Dataset rows
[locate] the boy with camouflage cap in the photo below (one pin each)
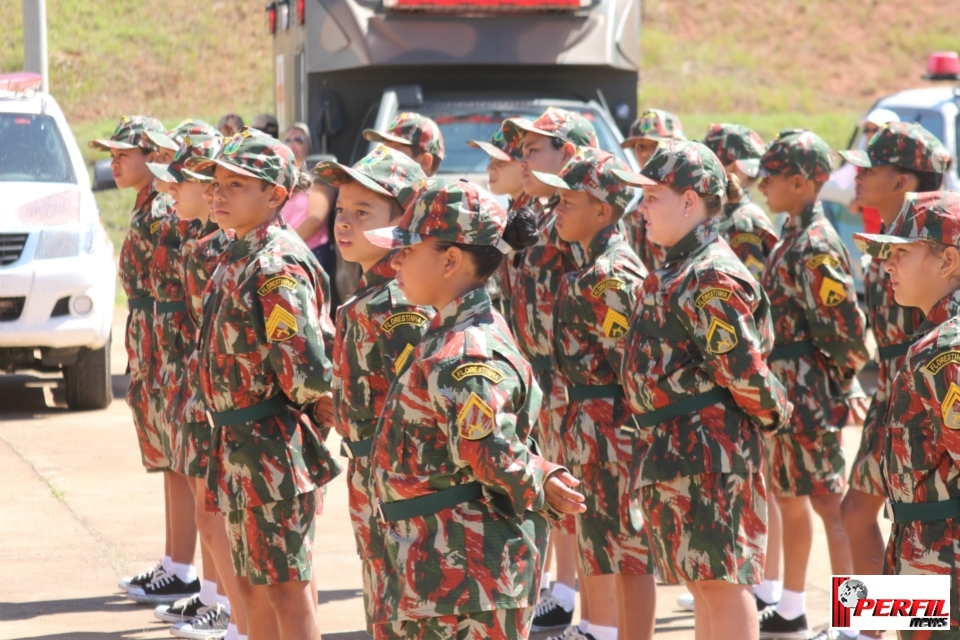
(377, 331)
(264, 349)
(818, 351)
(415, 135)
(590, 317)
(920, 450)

* * *

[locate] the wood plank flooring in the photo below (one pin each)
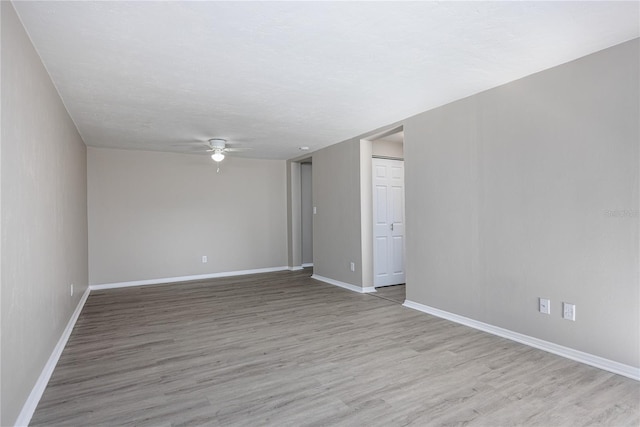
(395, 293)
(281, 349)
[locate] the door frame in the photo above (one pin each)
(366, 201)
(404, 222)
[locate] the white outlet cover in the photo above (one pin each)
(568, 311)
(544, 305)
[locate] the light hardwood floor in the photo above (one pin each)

[REQUIRED TASK] Write out the lines from the line with "[locate] the white" up to and including the line with "[locate] the light".

[RESPONSE TO THE EXERCISE]
[locate] the white outlet cover in the photo above (one pin each)
(568, 311)
(544, 305)
[locate] the light hardwood floor in the photo above (one pin each)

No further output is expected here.